EXERCISE DETAILS: Print all entries below exactly as they appear.
════════════════════
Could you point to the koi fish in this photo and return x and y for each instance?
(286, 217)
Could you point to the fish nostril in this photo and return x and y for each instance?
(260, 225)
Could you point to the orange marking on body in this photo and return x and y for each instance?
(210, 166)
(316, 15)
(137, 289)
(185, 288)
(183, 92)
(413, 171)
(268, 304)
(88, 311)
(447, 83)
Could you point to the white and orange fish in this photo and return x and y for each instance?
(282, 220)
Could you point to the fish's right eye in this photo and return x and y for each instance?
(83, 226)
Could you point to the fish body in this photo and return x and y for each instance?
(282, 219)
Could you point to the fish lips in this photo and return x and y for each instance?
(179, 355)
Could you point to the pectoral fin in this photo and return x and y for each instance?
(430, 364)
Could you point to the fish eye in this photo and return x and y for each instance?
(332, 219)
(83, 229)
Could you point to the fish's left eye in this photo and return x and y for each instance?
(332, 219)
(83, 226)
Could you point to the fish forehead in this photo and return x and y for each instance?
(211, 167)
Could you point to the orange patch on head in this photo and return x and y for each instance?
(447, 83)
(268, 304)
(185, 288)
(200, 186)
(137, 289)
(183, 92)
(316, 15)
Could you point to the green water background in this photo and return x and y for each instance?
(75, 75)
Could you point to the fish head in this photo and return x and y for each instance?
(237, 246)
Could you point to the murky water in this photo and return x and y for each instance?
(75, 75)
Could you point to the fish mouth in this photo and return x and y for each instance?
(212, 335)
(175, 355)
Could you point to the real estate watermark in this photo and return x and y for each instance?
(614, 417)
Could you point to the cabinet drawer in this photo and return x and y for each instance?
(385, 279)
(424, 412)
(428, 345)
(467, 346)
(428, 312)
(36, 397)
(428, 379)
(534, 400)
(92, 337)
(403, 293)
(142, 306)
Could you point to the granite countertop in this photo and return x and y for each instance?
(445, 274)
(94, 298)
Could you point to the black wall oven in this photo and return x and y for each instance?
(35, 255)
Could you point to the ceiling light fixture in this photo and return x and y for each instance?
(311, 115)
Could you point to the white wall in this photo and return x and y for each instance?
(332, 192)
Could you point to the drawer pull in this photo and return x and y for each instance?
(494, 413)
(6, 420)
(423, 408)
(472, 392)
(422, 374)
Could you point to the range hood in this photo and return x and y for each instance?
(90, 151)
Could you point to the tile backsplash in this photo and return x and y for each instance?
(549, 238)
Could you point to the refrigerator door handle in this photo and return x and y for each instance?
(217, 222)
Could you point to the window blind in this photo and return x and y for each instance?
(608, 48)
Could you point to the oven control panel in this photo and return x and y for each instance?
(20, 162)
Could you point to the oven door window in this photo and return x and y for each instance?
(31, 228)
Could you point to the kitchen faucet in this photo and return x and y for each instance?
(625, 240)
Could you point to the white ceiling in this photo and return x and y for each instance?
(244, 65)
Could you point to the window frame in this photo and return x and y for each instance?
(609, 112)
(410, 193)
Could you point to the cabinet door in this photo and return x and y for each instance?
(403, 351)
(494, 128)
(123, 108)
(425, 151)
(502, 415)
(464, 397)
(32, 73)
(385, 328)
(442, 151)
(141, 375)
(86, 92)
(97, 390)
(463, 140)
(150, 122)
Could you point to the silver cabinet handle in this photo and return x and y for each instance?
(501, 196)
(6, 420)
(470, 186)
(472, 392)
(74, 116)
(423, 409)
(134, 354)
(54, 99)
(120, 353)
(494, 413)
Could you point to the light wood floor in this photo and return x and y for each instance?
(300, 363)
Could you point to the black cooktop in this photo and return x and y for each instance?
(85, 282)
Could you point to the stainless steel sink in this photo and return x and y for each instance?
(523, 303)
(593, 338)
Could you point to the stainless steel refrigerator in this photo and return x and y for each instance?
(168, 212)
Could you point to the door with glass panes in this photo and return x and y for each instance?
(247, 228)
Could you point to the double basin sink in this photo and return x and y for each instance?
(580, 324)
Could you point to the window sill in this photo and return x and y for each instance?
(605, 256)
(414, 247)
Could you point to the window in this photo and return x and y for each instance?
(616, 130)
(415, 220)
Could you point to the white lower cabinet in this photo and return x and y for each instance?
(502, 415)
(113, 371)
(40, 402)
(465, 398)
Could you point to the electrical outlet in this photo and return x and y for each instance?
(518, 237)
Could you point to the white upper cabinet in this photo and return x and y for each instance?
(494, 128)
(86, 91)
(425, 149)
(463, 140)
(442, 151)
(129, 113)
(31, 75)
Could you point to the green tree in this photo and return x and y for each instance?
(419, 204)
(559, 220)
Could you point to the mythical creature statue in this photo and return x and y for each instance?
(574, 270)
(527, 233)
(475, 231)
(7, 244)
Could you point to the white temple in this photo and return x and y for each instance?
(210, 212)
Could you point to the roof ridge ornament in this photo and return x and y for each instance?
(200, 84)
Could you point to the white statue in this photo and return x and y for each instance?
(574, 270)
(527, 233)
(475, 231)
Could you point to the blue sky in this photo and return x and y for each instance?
════════════════════
COMPLETED EXERCISE:
Could you point to the koi fish in this photo and return x and y for each instance?
(286, 217)
Could you point to the fish nostril in this photo and return x and y for each instance?
(260, 225)
Could you point to the orange marking on body in this photo and return x and y for each instance?
(210, 166)
(316, 15)
(137, 289)
(185, 288)
(183, 92)
(413, 171)
(268, 304)
(88, 311)
(447, 83)
Could you point to the white and orange fish in this photo and return x and y for each instance?
(282, 220)
Could you point to the fish's right eye in this photo and return x and y for each instance?
(83, 226)
Could you point to the fish body in this photo and return x and y for each instance?
(282, 219)
Could you point to the fish lips in this photo and return x and y for each instance?
(179, 355)
Could you point to the pectoral fin in this photo and return x and y for each instance?
(430, 364)
Could you point to the fish eye in this photo and return x and y for each instance?
(332, 219)
(83, 229)
Could you point to the fish's left eye in this photo and return x and y for each instance?
(332, 219)
(83, 226)
Could you point to the fish forehead in this photo and return x and y for each instance?
(211, 167)
Could you point to the orange patch on head in this photo and return x and y for each instance?
(447, 83)
(268, 304)
(185, 288)
(200, 186)
(137, 289)
(183, 92)
(316, 15)
Could you point to the green water background in this photo and return x and y for each instance?
(75, 75)
Could you point to the fish head in this photo and return x and y for each instance?
(237, 246)
Could you point to the murky water in this photo and return x and y for each instance?
(75, 75)
Could you point to the fish mouth in this photo and return x and y for each instance?
(212, 335)
(175, 355)
Could you point to the real estate watermark in this photo and return x and y for each instance?
(614, 417)
Could you point to the cabinet drawer in this photo and return x and y for each instance?
(385, 279)
(424, 412)
(428, 345)
(467, 346)
(428, 312)
(36, 397)
(428, 379)
(534, 400)
(92, 337)
(403, 293)
(142, 306)
Could you point to the granite countertop in this photo and return x and y for each instance?
(445, 274)
(94, 298)
Could you point to the black wall oven in this photo and return x and y for each instance?
(35, 255)
Could you point to the ceiling light fixture in this photo and return x and y for each instance?
(311, 115)
Could you point to the white wall in this photo and return x and y for each instance?
(332, 192)
Could you point to the drawer pull in this photo and return x and y for each instance?
(494, 413)
(6, 420)
(423, 408)
(472, 392)
(422, 374)
Could you point to the range hood in this photo and return x and y for each instance?
(90, 151)
Could you point to the tile backsplash in this photo and return x and y for each instance?
(549, 238)
Could you point to the refrigerator door handle in this photo and return x and y for each instance?
(217, 222)
Could you point to the window blind in this photo and return x and y for each instance?
(608, 48)
Could you point to the oven control panel in this photo and return x and y for each instance?
(20, 162)
Could you point to the oven door window in this photo and return x and y for each instance?
(31, 228)
Could you point to the kitchen faucet in this photo and return x and y for each instance?
(625, 240)
Could you point to the white ceiling in this photo and return x and y for each instance?
(244, 65)
Could you point to the window frame in this photo and return x and y for each instance?
(609, 112)
(410, 193)
Could you point to the cabinet door in this photo and return x and y for each instance?
(403, 351)
(494, 128)
(123, 108)
(425, 151)
(502, 415)
(464, 397)
(32, 73)
(385, 328)
(442, 151)
(141, 375)
(86, 92)
(97, 390)
(463, 140)
(150, 122)
Could you point to the silver cabinet handle in this photo and return x and y for each instance?
(501, 196)
(6, 420)
(470, 186)
(472, 392)
(74, 116)
(423, 409)
(134, 354)
(54, 99)
(120, 353)
(494, 413)
Could you point to the light wood floor in this photo and return x and y for each instance?
(300, 363)
Could you point to the black cooktop in this photo and return x and y for each instance?
(85, 282)
Could you point to the stainless steel sink in this photo and return x and y for each instance?
(523, 303)
(593, 338)
Could you point to the stainless steel refrigerator in this photo and return x and y for each instance?
(168, 212)
Could you point to the door with glass panes in this photo and return x and y for each instance?
(247, 228)
Could you point to the double basin sink in this photo and return x and y for each instance?
(580, 324)
Could you point to the window sill in this photo and return x and y for each instance?
(605, 256)
(414, 247)
Could you point to the window in this photo and return x and y for each instance?
(616, 130)
(415, 220)
Could you point to the white lower cabinet in this photo and return x and y for each instance?
(502, 415)
(113, 371)
(40, 402)
(465, 398)
Could you point to the electrical outlet in this photo and return x and y for each instance?
(518, 237)
Could you point to the white upper cabinet in this photo and return x and y for each instance?
(494, 128)
(86, 91)
(425, 149)
(463, 140)
(442, 151)
(129, 113)
(31, 75)
Could you point to the green tree in this photo and return x and y for each instance?
(419, 204)
(559, 220)
Could you point to the mythical creature statue in this photo and return x and y for each instance?
(574, 270)
(527, 233)
(475, 231)
(7, 244)
Could you point to the white temple in this photo and return x and y for each instance?
(210, 212)
Could you point to the roof ridge ornament in this photo and return x and y for each instance?
(200, 84)
Could you point to the white statue in this photo and return x and y for each instance?
(574, 270)
(527, 233)
(475, 231)
Could you point to the blue sky in this photo and return x and y for each instance?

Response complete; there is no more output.